* _Actions to take_
a) Can you write out the part of the John George biography that opens with the words containing "Syrian-American actor (1898–1968)" and closes with "of appearances, uncredited."?
b) Could you restate the paragraph of the John George biography that begins "George went on to appear" in a shorter form, keeping its main facts?
c) What comes next in the John George biography? Continue it after its last sentence.

* _Text_
Start of Block

Syrian-American actor (1898–1968)

John George (جون جورج; born Tufei Fatella, January 20, 1898 – August 25, 1968) was a Syrian-American actor who appeared in at least 130 movies from 1916 to 1960. George worked in films of all genres alongside countless stars although often for only the briefest of appearances, uncredited.

==Early years==
George was born in Aleppo, Syria. Little is known about his early life but he immigrated to the United States around 1911 and searched for his mother and sisters who seem to have settled in the Nashville, Tennessee, area.

==Film==
Eventually George found his way to Los Angeles and the early silent film industry. George may have begun his career in the Joseph De Grasse movie Bobbie of the Ballet (1916) as an uncredited "tenement dweller". George may have even appeared earlier than that in the 1915 serial The Broken Coin unbilled, as an actor who strongly favors him appears in a still photo from the chapter play with Francis Ford and Grace Cunard in Daniel Blum's Pictorial History of the Silent Screen.

George went on to appear in Rex Ingram's Gothic melodrama Black Orchids (1917) as a character named Ali Bara. George worked in dozens of movies for Rex Ingram until 1926 when Ingram, tired of George's gambling, sent him home on a bus.

End of Block

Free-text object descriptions
Start of Block

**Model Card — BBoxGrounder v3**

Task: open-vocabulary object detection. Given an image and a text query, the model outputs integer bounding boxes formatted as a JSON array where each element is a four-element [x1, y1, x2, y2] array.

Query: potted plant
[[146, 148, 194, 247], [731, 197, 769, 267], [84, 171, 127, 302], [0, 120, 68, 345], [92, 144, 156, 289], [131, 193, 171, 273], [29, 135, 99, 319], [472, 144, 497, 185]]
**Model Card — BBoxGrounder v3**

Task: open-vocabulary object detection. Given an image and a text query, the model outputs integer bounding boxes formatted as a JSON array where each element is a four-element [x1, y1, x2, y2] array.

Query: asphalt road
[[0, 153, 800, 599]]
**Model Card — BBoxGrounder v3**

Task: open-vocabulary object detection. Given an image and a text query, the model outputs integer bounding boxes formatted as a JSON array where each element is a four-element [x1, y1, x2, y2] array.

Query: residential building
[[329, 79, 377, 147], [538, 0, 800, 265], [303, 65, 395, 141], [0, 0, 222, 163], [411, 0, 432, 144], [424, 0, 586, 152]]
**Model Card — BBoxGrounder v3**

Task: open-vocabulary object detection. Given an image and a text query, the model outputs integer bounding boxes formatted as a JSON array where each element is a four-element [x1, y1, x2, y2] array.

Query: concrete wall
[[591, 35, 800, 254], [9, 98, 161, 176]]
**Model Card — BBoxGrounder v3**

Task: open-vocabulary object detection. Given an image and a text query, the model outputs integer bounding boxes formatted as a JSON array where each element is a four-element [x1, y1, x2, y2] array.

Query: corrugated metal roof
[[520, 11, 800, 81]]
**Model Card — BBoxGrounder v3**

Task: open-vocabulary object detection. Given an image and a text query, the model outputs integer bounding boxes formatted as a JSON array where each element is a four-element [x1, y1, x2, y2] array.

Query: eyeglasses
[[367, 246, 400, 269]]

End of Block

* _Answers per task_
a)
Syrian-American actor (1898–1968)

John George (جون جورج; born Tufei Fatella, January 20, 1898 – August 25, 1968) was a Syrian-American actor who appeared in at least 130 movies from 1916 to 1960. George worked in films of all genres alongside countless stars although often for only the briefest of appearances, uncredited.

b) George played Ali Bara in Rex Ingram's Gothic melodrama Black Orchids (1917) and went on to work in dozens of Ingram's films. That ended in 1926, when Ingram, tired of George's gambling, sent him home on a bus.

c)
George became a regular in several 1920s silent films with Lon Chaney both at Universal Studios and Metro-Goldwyn-Mayer, including The Road to Mandalay, The Big City, The Hunchback of Notre Dame, Outside The Law and The Unknown. He also appeared in the Warner Brothers production Don Juan (1926) opposite John Barrymore, where he was the cruel dwarf Castle Keeper/Informer who delighted in exposing to Don Jose (Don Juan's father) the infidelities of his wife with another man. He also played Barnaby's minion in the 1934 Babes in Toyland. George continued to appear in movie after movie until some time near his death. One of his last roles was in 1956, an uncredited one as “A Barfly” in James Arness's TV Western Series Gunsmoke, S1E21's “Helping Hand”.

==Death==
On August 25, 1968, George died from emphysema at age 70 in Los Angeles.

==Partial filmography==

- The Broken Coin (1915) as unknown role
- Bobbie of the Ballet (1916) as Tenement Dweller(*uncredited)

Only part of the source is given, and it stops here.